▸ WHAT YOU NEED TO DO:
1. In the SIGTYP newsletter, what is Multilingual BERT said to be capable of?
2. Carry the SIGTYP newsletter on from its last sentence.

▸ SELECTED TEXT:

=======

This is SIGTYP’s fourth newsletter on recent developments in computational typology and multilingual natural language processing. Each month, various members of SIGTYP will endeavour to summarize recent papers that focus on these topics. The papers or scholarly works that we review are selected to reflect a diverse set of research directions. They represent works that the editors found to be interesting and wanted to share. Given the fast-paced nature of research in our field, we find that brief summaries of interesting papers are a useful way to cut the wheat from the chaff.
We expressly encourage people working in computational typology and multilingual NLP to submit summaries of their own research, which we will collate, edit and announce on SIGTYP’s website. In this issue, for example, we had Ethan A. Chi, Emanuele Bugliarello, William Lane, Dmitry Nikolaev and Omri Abend, Jens E. L. Van Gysel, and Tiago Pimentel describe their recent publications on linguistic typology and multilingual NLP.
✻ RESEARCH PAPERS ✻
By Ethan A. Chi, John Hewitt, and Christopher D. Manning
Summary by Ethan A. Chi, Stanford University
Recent work has found evidence that Multilingual BERT (mBERT), a transformer-based multilingual masked language model, is capable of zero-shot cross-lingual transfer, suggesting that some aspects of its representations are shared cross-lingually. To better understand this overlap, we extend recent work on finding syntactic trees in neural networks' internal representations to the multilingual setting.

=======

▸ LISTED RECORDS:
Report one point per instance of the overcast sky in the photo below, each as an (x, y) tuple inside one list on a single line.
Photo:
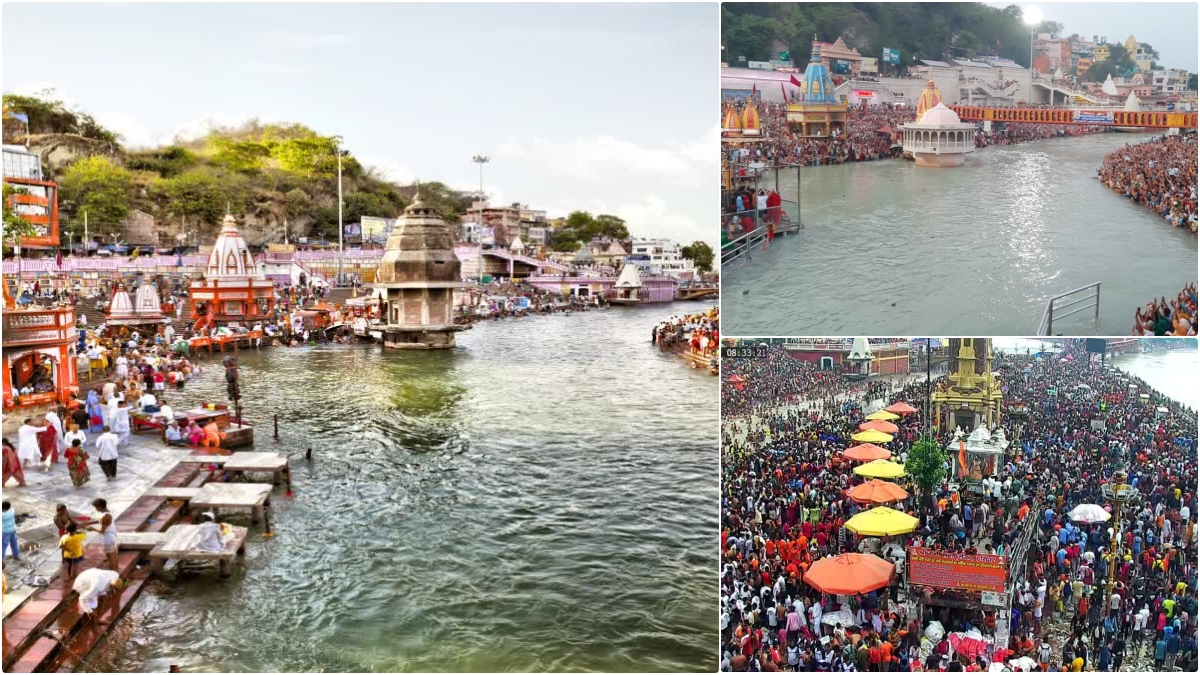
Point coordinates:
[(604, 108), (1170, 28)]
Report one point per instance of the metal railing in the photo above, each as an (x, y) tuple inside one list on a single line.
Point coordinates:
[(1090, 302)]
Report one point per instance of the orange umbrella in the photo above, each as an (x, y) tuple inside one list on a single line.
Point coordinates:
[(876, 491), (867, 452), (850, 573), (880, 425)]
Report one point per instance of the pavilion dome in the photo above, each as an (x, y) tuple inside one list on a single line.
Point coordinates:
[(750, 118), (929, 99), (147, 303), (120, 308), (732, 120), (940, 115), (229, 255)]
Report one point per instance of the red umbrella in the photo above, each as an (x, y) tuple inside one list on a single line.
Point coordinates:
[(880, 425), (867, 452), (850, 573)]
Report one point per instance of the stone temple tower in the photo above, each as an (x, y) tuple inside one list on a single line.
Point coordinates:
[(419, 273)]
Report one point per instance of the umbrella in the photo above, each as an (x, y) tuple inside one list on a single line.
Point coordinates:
[(850, 573), (882, 521), (877, 493), (970, 644), (1090, 513), (843, 616), (867, 452), (871, 436), (1024, 663), (879, 425), (880, 469)]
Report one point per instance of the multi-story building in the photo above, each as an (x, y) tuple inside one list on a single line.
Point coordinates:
[(1051, 53), (661, 257)]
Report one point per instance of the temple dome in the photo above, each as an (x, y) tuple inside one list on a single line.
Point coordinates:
[(229, 255), (420, 250), (929, 97), (147, 303), (750, 118), (940, 115), (120, 308), (732, 120)]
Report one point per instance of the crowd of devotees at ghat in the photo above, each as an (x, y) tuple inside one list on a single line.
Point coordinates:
[(789, 493)]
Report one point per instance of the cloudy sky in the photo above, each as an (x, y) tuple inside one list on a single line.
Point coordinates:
[(603, 108), (1170, 28)]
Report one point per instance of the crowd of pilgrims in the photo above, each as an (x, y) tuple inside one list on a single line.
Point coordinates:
[(871, 133), (1159, 174), (1176, 317), (783, 507)]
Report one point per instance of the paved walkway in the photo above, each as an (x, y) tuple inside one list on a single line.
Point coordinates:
[(143, 463)]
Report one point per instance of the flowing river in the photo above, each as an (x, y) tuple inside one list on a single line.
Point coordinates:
[(541, 499), (889, 248)]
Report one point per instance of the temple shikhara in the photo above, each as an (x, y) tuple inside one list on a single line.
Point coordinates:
[(819, 113), (39, 359), (233, 290), (971, 394), (419, 273)]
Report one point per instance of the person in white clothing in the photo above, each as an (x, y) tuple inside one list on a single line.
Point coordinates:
[(93, 584), (27, 443), (121, 423), (107, 452)]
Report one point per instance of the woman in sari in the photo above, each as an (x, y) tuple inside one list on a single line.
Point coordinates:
[(95, 413), (77, 464)]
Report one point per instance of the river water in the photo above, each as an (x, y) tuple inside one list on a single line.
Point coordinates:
[(1173, 374), (889, 248), (541, 499)]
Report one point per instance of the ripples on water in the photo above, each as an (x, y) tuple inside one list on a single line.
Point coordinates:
[(541, 499), (982, 248)]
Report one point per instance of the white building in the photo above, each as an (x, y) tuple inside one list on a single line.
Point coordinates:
[(661, 257)]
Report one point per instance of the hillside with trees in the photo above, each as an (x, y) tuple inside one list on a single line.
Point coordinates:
[(925, 30), (277, 177)]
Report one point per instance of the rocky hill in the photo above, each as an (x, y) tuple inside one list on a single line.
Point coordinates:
[(276, 175)]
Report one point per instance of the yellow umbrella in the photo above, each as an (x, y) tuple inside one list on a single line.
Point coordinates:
[(873, 436), (882, 521), (880, 469)]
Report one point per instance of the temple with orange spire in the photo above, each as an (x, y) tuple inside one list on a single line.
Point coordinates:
[(233, 290), (39, 365), (819, 113)]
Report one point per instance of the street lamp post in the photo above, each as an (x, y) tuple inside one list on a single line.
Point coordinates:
[(341, 245), (480, 160)]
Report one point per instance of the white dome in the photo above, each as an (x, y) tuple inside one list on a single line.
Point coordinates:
[(229, 256), (940, 115)]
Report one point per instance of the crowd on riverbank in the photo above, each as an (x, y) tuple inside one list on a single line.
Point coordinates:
[(1176, 318), (785, 506), (1159, 174)]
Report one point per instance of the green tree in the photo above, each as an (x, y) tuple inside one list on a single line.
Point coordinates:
[(700, 254), (927, 465), (99, 186), (203, 193), (13, 225)]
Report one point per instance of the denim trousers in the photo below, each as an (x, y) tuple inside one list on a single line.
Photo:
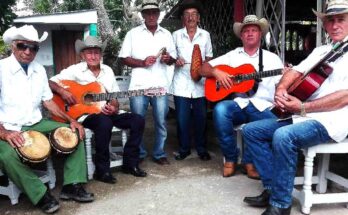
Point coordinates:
[(139, 105), (274, 147), (228, 114), (102, 125), (187, 109)]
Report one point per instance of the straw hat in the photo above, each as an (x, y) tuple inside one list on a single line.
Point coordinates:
[(26, 32), (333, 7), (149, 4), (186, 4), (251, 20), (89, 42)]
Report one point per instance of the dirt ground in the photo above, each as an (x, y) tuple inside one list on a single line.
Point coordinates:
[(184, 187)]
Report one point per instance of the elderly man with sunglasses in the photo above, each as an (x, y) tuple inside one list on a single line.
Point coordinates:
[(23, 87)]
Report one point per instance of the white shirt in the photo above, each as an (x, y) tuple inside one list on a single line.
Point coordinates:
[(182, 84), (82, 75), (335, 122), (20, 94), (264, 96), (140, 43)]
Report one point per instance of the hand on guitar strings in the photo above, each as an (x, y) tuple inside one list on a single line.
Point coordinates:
[(223, 78)]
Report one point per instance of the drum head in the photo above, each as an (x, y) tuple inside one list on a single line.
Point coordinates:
[(64, 140), (36, 147)]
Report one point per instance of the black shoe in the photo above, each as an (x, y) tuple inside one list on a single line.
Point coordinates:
[(259, 201), (48, 203), (204, 156), (181, 155), (76, 192), (136, 171), (106, 178), (271, 210)]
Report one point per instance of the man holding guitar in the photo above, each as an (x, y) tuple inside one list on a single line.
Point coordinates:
[(23, 87), (274, 144), (244, 107), (101, 121)]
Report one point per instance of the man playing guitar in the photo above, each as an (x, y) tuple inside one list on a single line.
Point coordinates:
[(86, 72)]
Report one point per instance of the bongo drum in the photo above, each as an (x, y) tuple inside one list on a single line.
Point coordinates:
[(36, 147), (63, 140)]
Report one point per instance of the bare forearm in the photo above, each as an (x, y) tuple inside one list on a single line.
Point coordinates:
[(132, 62), (331, 102)]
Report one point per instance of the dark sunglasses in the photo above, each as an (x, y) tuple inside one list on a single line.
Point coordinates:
[(24, 46)]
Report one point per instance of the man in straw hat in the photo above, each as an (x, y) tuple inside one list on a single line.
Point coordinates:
[(188, 92), (149, 49), (275, 144), (92, 70), (243, 108), (23, 86)]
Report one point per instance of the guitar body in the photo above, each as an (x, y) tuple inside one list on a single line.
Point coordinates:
[(215, 92), (81, 107)]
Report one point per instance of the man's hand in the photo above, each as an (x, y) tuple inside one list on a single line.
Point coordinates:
[(75, 125), (223, 78), (149, 61), (14, 138)]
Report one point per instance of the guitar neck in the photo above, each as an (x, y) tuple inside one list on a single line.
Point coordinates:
[(258, 75), (123, 94)]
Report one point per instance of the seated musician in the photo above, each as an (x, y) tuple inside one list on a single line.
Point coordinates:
[(274, 144), (246, 107), (23, 86), (92, 70)]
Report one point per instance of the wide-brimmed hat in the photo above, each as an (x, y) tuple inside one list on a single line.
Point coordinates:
[(251, 20), (89, 42), (149, 4), (26, 32), (333, 7), (186, 4)]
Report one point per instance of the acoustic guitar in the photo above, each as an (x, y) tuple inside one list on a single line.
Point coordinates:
[(93, 96), (243, 78)]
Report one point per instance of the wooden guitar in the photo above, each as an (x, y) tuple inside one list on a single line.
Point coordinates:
[(93, 96), (243, 81)]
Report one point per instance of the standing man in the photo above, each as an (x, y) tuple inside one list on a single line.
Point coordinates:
[(187, 92), (23, 87), (149, 49), (86, 72), (230, 113), (275, 144)]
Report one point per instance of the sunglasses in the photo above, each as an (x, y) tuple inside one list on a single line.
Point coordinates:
[(24, 46)]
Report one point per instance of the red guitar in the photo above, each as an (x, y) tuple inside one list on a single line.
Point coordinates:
[(243, 80), (92, 97)]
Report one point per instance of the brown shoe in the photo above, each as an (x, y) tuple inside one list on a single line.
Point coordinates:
[(229, 169), (251, 171)]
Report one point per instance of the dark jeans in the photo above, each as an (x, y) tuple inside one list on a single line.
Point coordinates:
[(102, 126), (183, 111)]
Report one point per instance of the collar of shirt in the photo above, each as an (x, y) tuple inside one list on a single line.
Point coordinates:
[(242, 51)]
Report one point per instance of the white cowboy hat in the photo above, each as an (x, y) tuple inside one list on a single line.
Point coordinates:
[(26, 32), (251, 20), (149, 4), (333, 7), (89, 42)]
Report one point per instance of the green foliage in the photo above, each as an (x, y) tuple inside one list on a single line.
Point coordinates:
[(6, 14)]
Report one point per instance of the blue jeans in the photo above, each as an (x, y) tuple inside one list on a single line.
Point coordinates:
[(274, 148), (183, 119), (228, 114), (139, 105)]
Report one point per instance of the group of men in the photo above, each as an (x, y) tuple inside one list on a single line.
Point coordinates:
[(271, 145)]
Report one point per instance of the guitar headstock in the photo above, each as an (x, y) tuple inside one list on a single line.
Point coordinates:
[(155, 91)]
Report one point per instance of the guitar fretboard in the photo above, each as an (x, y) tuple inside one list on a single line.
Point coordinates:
[(257, 75)]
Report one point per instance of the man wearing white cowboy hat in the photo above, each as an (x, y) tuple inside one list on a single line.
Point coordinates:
[(275, 144), (23, 86), (149, 49), (243, 108), (92, 70)]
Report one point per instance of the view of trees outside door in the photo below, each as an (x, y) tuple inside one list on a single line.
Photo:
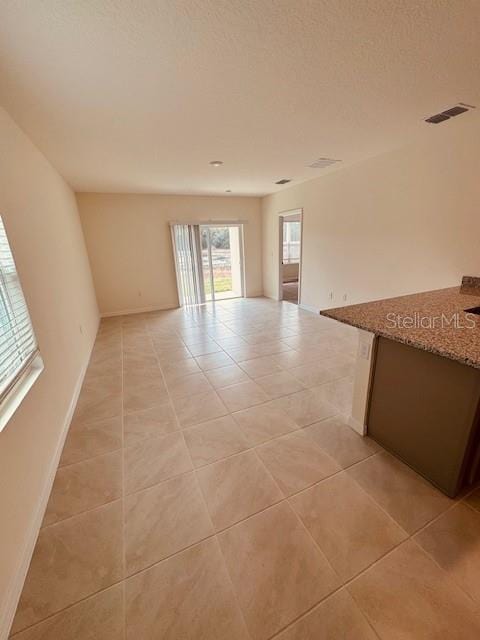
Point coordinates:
[(221, 262)]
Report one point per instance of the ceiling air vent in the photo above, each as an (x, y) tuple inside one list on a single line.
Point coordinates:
[(449, 113), (322, 163)]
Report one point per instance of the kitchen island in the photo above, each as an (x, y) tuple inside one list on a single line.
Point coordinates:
[(422, 400)]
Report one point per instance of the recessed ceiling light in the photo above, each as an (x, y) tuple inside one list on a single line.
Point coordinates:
[(322, 163)]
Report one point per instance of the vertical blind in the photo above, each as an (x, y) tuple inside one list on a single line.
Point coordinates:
[(187, 255), (18, 346)]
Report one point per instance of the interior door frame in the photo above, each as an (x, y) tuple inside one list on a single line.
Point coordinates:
[(281, 216)]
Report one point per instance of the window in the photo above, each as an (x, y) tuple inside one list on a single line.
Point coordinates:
[(20, 362), (291, 242)]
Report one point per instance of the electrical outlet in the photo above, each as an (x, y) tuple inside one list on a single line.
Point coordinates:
[(365, 350)]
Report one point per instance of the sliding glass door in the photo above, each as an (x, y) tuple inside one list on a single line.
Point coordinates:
[(209, 262)]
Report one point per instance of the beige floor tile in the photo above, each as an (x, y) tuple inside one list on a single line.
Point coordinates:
[(163, 520), (236, 488), (203, 348), (213, 360), (199, 408), (296, 462), (155, 460), (100, 398), (172, 357), (314, 374), (143, 389), (453, 541), (142, 425), (226, 376), (341, 442), (406, 595), (258, 367), (277, 571), (280, 384), (306, 407), (179, 368), (187, 597), (271, 348), (339, 393), (133, 361), (243, 352), (136, 341), (408, 498), (230, 342), (166, 343), (188, 385), (98, 617), (105, 360), (214, 440), (242, 395), (87, 440), (263, 422), (84, 485), (87, 547), (337, 618), (294, 358), (349, 527)]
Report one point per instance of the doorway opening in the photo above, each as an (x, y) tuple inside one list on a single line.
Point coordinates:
[(290, 255), (208, 262)]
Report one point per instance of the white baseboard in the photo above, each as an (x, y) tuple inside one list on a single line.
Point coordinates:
[(307, 307), (127, 312), (11, 602)]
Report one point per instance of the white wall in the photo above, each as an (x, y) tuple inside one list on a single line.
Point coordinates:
[(398, 223), (130, 249), (43, 226)]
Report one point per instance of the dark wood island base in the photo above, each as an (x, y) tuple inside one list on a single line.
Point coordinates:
[(425, 409)]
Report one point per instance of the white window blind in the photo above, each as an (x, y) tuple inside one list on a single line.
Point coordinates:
[(291, 242), (18, 346)]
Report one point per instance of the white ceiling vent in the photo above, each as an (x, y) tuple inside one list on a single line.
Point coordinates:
[(322, 163)]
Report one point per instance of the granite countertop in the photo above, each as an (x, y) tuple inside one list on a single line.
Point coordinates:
[(434, 321)]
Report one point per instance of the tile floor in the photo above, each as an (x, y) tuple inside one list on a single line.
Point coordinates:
[(209, 489)]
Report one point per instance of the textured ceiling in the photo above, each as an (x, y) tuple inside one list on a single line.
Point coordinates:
[(140, 96)]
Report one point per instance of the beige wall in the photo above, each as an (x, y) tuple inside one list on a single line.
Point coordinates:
[(130, 249), (43, 226), (401, 222)]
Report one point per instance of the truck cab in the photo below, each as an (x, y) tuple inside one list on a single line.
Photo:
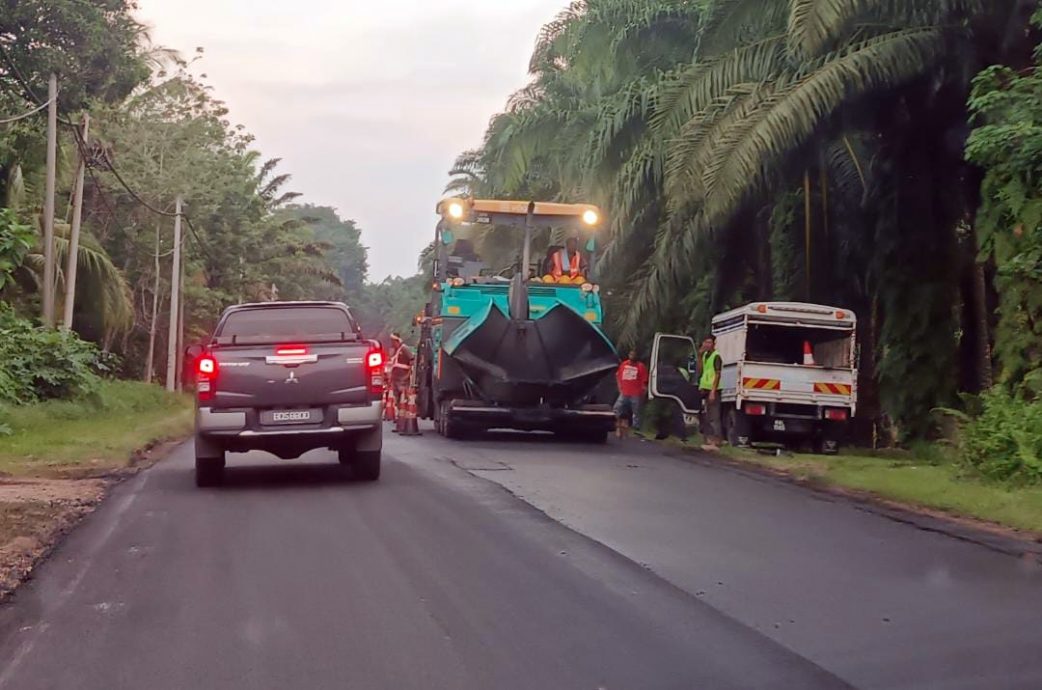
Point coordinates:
[(789, 372), (289, 377)]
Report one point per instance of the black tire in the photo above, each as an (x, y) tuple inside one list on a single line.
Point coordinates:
[(366, 465), (450, 428), (209, 471), (737, 428)]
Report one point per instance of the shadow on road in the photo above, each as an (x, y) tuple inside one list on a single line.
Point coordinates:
[(505, 436), (291, 475)]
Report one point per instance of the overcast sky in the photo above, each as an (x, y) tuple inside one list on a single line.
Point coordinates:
[(367, 103)]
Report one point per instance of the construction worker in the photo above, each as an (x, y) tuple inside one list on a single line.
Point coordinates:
[(401, 363), (709, 386), (568, 262), (633, 380)]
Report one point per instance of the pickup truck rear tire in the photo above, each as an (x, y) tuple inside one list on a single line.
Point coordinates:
[(209, 471)]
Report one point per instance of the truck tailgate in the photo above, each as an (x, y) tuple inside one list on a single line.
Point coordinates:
[(265, 376), (788, 383)]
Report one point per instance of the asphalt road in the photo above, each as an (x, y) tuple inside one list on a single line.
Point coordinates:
[(600, 567)]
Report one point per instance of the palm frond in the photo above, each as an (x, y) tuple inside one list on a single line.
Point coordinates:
[(816, 26)]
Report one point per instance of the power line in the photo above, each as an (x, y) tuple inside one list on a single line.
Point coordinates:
[(25, 115), (18, 75)]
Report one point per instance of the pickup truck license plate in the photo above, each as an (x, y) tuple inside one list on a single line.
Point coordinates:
[(290, 417)]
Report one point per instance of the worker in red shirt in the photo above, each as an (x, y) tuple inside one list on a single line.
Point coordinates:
[(633, 379)]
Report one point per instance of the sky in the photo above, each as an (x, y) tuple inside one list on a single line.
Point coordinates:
[(368, 103)]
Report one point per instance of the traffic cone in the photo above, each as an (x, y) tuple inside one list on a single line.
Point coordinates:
[(407, 424), (389, 407)]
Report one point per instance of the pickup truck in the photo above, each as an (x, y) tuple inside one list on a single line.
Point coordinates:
[(289, 377)]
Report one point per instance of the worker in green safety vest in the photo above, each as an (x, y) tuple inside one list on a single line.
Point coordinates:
[(709, 385)]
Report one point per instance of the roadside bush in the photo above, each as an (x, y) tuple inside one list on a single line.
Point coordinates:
[(40, 364), (1003, 442)]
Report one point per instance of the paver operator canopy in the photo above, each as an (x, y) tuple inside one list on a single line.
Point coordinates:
[(565, 263)]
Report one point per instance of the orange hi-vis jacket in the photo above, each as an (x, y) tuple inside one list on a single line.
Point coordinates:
[(574, 268)]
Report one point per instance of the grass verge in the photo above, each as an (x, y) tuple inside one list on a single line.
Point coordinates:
[(49, 451), (96, 434), (915, 479)]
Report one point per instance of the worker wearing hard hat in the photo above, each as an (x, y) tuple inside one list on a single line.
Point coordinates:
[(568, 264), (400, 364)]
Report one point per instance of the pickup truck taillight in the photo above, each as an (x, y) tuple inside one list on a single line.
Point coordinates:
[(374, 367), (205, 377)]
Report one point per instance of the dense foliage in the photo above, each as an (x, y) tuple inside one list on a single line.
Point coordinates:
[(1005, 441), (43, 364), (1008, 145), (786, 149)]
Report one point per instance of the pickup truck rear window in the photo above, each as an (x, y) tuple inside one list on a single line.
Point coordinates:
[(287, 321)]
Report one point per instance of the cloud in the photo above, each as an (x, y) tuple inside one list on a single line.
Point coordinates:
[(366, 103)]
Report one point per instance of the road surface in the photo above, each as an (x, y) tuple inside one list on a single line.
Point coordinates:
[(612, 567)]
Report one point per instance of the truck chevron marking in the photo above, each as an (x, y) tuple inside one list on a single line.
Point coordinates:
[(762, 384), (833, 389)]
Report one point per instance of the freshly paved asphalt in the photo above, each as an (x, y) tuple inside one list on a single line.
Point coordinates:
[(608, 567)]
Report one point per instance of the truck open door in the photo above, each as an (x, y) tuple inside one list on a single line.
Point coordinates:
[(670, 358)]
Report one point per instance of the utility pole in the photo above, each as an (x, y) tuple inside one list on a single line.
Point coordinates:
[(52, 154), (180, 333), (77, 219), (175, 298)]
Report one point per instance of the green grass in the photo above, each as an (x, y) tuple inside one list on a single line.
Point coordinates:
[(98, 433), (924, 477)]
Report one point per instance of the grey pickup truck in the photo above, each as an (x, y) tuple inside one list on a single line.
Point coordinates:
[(289, 377)]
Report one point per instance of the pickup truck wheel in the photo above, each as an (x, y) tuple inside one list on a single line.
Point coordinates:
[(367, 465), (209, 471)]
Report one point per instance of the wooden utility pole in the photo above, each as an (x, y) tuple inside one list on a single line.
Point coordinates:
[(77, 219), (180, 333), (52, 154), (175, 293)]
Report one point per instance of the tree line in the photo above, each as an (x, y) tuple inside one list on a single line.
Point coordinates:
[(157, 131), (864, 154)]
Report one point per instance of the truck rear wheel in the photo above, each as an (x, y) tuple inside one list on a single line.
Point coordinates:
[(209, 471), (738, 428)]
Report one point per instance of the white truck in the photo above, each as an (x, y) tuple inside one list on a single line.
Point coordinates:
[(789, 374)]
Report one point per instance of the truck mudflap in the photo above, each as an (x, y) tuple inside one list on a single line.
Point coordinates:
[(479, 414)]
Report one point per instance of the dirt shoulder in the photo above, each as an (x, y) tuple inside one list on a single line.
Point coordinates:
[(927, 496), (61, 459)]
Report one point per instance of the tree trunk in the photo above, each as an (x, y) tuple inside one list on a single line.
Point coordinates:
[(150, 360), (983, 326)]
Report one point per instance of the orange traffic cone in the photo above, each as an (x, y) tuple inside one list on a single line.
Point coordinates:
[(407, 424), (390, 410)]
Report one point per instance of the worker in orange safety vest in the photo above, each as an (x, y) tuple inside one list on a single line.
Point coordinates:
[(400, 365), (569, 261)]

=======

▸ ANSWERS FOR THE EXERCISE:
1. Zero-shot cross-lingual transfer.

2.
Specifically, we contribute the following:
‐‐ We extend the structural probe method of Hewitt and Manning (2019), which finds syntactic subspaces that recover syntax trees, to 10 languages other than English.
‐‐ Through zero-shot transfer experiments, we demonstrate that these syntactic subspaces overlap between languages, suggesting that Multilingual BERT stores certain syntactic features in a shared, cross-lingual space.
‐‐ We present an unsupervised analysis method that provides evidence mBERT learns representations of syntactic dependency labels, in the form of clusters which largely agree with the Universal Dependencies taxonomy. Unlike traditional probing, our method lacks supervision on UD labels, which allows us to gain insight into the latent syntactic distinctions drawn by mBERT itself. We visualize and perform a fine-grained linguistic analysis of these native distinctions.
Taken together, these results suggest that even without explicit supervision, multilingual masked language models learn certain linguistic universals, and that these universals are represented similarly across typologically divergent languages.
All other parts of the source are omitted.